» **Exercise data**
• • • • •

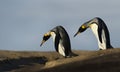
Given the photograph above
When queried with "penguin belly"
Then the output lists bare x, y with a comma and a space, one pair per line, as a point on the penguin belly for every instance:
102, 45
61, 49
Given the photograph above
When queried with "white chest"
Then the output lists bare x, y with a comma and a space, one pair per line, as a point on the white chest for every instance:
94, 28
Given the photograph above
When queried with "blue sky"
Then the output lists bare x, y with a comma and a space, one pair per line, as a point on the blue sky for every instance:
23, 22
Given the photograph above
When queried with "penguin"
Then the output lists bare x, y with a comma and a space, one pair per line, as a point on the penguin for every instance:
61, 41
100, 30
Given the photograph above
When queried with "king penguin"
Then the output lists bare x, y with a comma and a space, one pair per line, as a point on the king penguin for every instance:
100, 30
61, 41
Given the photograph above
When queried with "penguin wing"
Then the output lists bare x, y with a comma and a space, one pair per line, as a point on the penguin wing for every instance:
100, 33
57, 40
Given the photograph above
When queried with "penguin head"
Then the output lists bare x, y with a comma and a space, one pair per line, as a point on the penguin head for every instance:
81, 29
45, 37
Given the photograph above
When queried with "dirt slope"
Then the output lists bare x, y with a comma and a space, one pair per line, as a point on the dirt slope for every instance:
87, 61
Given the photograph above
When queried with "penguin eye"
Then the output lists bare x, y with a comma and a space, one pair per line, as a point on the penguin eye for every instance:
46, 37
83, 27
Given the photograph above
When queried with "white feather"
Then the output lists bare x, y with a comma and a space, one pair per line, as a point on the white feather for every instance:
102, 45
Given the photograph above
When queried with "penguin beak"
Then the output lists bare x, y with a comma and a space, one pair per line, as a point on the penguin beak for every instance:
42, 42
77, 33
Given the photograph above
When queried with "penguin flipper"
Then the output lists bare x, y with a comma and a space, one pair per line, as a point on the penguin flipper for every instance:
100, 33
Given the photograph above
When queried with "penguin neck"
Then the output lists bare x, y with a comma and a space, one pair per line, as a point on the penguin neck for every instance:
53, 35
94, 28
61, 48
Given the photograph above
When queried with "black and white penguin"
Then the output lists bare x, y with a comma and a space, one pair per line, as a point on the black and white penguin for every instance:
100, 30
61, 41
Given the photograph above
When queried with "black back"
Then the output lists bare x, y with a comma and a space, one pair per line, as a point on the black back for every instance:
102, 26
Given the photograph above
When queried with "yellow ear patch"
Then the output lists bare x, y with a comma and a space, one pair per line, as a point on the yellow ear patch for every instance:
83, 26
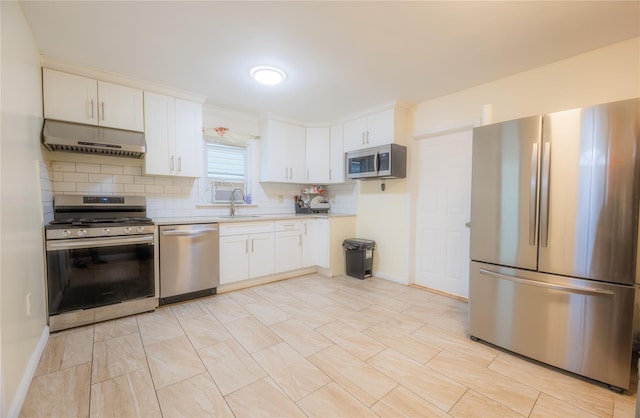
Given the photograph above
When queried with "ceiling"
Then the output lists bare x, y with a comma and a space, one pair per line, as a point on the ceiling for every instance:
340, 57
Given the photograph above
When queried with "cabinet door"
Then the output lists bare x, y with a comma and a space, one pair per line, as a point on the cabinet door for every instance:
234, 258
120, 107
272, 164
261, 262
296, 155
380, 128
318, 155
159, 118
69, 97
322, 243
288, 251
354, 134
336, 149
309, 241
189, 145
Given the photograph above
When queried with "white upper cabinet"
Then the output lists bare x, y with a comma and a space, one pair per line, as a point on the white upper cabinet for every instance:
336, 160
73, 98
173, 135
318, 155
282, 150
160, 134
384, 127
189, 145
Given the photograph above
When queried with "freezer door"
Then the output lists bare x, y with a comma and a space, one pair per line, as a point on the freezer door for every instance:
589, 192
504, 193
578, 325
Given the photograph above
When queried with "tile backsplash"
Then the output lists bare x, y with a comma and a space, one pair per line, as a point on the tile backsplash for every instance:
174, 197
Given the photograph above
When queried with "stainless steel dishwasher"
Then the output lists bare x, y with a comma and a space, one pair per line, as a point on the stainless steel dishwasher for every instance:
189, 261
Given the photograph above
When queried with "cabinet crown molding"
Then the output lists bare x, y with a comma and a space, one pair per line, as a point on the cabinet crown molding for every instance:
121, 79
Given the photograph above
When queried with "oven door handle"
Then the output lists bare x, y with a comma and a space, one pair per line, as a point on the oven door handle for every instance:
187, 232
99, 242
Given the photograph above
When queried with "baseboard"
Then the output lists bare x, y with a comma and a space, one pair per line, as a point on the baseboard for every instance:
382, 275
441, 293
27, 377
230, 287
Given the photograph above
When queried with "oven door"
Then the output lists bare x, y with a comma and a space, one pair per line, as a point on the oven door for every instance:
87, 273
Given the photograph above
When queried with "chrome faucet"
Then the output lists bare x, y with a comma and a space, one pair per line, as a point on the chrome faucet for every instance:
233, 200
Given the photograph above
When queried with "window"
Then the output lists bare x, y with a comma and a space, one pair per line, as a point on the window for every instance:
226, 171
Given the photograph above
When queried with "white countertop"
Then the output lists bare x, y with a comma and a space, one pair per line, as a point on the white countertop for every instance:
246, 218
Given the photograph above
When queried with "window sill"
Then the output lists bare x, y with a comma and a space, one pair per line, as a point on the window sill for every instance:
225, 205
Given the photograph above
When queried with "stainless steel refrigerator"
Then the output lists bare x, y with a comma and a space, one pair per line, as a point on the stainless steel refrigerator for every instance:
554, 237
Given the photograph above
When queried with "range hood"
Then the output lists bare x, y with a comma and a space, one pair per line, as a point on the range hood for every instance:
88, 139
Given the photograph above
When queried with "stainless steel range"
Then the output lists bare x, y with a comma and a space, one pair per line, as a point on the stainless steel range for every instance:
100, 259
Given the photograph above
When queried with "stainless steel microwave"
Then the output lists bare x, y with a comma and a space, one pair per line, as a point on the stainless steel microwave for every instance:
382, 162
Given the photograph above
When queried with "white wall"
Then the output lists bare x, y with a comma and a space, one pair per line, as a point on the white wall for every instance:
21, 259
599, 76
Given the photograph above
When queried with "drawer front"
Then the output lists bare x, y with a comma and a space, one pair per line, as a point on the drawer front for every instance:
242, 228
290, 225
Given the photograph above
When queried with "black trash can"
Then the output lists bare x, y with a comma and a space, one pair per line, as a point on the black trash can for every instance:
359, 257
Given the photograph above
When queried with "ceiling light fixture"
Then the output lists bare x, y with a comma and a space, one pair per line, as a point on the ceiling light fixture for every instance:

• • • • •

» **Written exercise**
In your copy, leave out the pictures and reproduce the material above exactly.

» **Result below**
Given the photograph above
When queried with "penguin belly"
Then the output lists bare x, y with a comma and a space, one pair per line, as a point on the penguin belly for every instance:
102, 45
61, 49
Given the photograph above
When queried with "white chest"
Then the output lists bare x, y with a comma and a space, one pair per line, as a point on the white chest for every instance:
94, 28
Given the photograph above
When queried with "blue sky"
Then the output lists bare x, y with a comma and a space, one pair per line, as a point on the blue sky for every instance:
23, 22
Given the photograph above
When queried with "penguin"
Then the output lists bare x, y with a comma and a space, one pair per line, as a point on the penguin for every instance:
61, 41
100, 30
Given the photograph above
When queried with "king penguin"
Then the output lists bare x, y with a comma and a space, one pair per line, as a point on the king penguin for every instance:
100, 30
61, 41
Given the photograph above
When queried with "penguin wing"
Then the output lists bare x, y with a comma and a space, one pair per line, as a point on the penguin wing for every instance:
100, 33
57, 40
Given the photograph above
When queried with "penguin head"
Then the output lists bare x, y with a comma and a space, one pair per line, as a point on the penguin head for every instance:
81, 29
45, 37
Given the photograph above
When queried with "dirt slope"
Then the output lists bare x, y with a comma and a space, one pair per line, as a point on the dirt slope for every instance:
87, 61
Given the photograph above
When queried with "penguin eye"
Then the output lists bare x, y with a comma and a space, one pair per line, as a point on the penguin eye for every instance:
46, 37
83, 27
Given the photograph above
When queried with "white feather"
Then the output lists bare x, y with a comma and a space, one pair per line, as a point on the white feather for every instance:
102, 45
Given the photograph above
When queried with "penguin beak"
Then the output lists bare x, y with a comma and a space, one pair per line, as a point on the penguin beak for every instance:
42, 42
77, 33
Given the photograph above
When queried with "penguin flipper"
Then the output lists bare x, y with a comma and a space, one pair per line, as a point on the penguin flipper for every instance:
100, 33
Given the photograph above
When queried with "penguin neck"
Then the output lists bare x, y with a comma and a space, one pair per line, as a point on the penguin neck for every instance:
53, 35
94, 28
61, 48
Given the photograph above
When queried with "black and white penguin"
Then the output lists bare x, y with a comma and a space, one pair per line, as a point on the black and white penguin for every instance:
100, 30
61, 41
Given the photograph above
When queried with "black back"
Then the output lists bare x, y with a comma and a space, one pair per line, as a point on the black back for every instance:
102, 26
Given the photograph above
When queried with "yellow ear patch"
Then the output lists bare x, y with a comma and a space, one pair per line, as a point on the yellow ear patch for every instance:
83, 26
Given the photograph above
When queried with "ceiling"
Then the output lists bare x, y with a comma and a space, one pair per line, as a point on the ceiling for every instance:
340, 57
Given the photograph above
When queried with "cabinet door"
Then the output lists bare x, y with a comma and a space, one pair per line, as a point on the cabinet door for every instance:
234, 258
120, 107
272, 164
261, 262
296, 155
380, 128
318, 155
159, 118
69, 97
322, 243
288, 251
354, 134
336, 149
309, 241
189, 145
Given the photograph above
When queried with "white upper cabinet"
Then the output lists bare x, y with a comma and a space, one pair per line, as a point on the white upper cabinet for every instance:
336, 160
73, 98
173, 135
318, 155
282, 150
160, 134
384, 127
189, 145
Given the photograph above
When queried with "freezer door"
Then the output lists bare x, y with a comma and a space, one pair per line, as a point on the freezer door for every instance:
589, 192
504, 193
578, 325
Given the photograph above
When queried with "tile backsplash"
Then the output lists bare x, y with a comma and a space, one pair per line, as a point on the tile backsplash for every instance:
174, 197
Given the photograph above
When queried with "stainless steel dishwasher"
Then the output lists bare x, y with a comma and a space, one pair per line, as a point on the stainless steel dishwasher for every instance:
189, 261
Given the photograph above
When queried with "cabinet crown molding"
Then the output lists bare x, y with a comma and a space, one pair per line, as a point on the cabinet crown molding for every instance:
121, 79
Given the photograph above
When queried with "oven door handle"
Then the output lists bare x, y with a comma and a space, one pair per line, as a point on the oven door handle for every instance:
187, 232
99, 242
Given the photograph above
When queried with "baseboard"
Then the output lists bare x, y with a comma and a space, one pair per line, as a point on the baseboard for every instance:
382, 275
441, 293
27, 377
230, 287
Given the photograph above
When queried with "oven door"
Then the output lists bare x, y with a comma and a space, one pair per line, as a point on the oven door for every instance:
87, 273
Given the photograph above
When queried with "chrome faucet"
Then the output lists bare x, y with a comma and a space, one pair per line, as a point on the chrome faucet for every instance:
233, 200
Given the photograph above
When queried with "window"
Then the output lists bare x, y with a comma and a space, one pair per line, as a point on the window for every instance:
226, 171
Given the photograph above
When queried with "white countertop"
Then the output lists bare x, y with a comma and a space, one pair per line, as a point on the white countertop for every instance:
246, 218
Given the photograph above
When queried with "window sill"
Then the output lists bare x, y with a comma and a space, one pair per line, as a point on the window sill for every instance:
225, 205
Given the photograph above
When queried with "stainless steel refrigerator"
Then the output lists bare x, y with a comma and a space, one pair per line, as a point on the stainless steel refrigerator for every instance:
554, 237
Given the photograph above
When queried with "range hood"
Then the output lists bare x, y with a comma and a space, one pair per line, as a point on the range hood for every instance:
88, 139
Given the photograph above
When queried with "stainless steel range"
Then the output lists bare x, y with a comma and a space, one pair per line, as a point on the stainless steel range for every instance:
100, 259
Given the photograph above
When queried with "stainless steel microwave"
Then the output lists bare x, y with a comma and a space, one pair per line, as a point on the stainless steel microwave for every instance:
382, 162
Given the photograph above
When queried with "white wall"
Then the output lists bare x, y with a comma and a space, one pair per line, as a point on the white wall for every instance:
21, 259
599, 76
Given the photograph above
When queried with "drawer front"
Then the output lists bare x, y with a comma and a space, one pair per line, as a point on the drawer front for every instance:
242, 228
290, 225
Given the photograph above
When queried with "black trash can"
Then the output lists bare x, y with a comma and a space, one pair per line, as a point on the black trash can for every instance:
359, 257
Given the photograph above
When queried with "ceiling light fixture"
Then the output lists bare x, y with a comma and a space, one pair per line, as a point on the ceiling light fixture for every instance:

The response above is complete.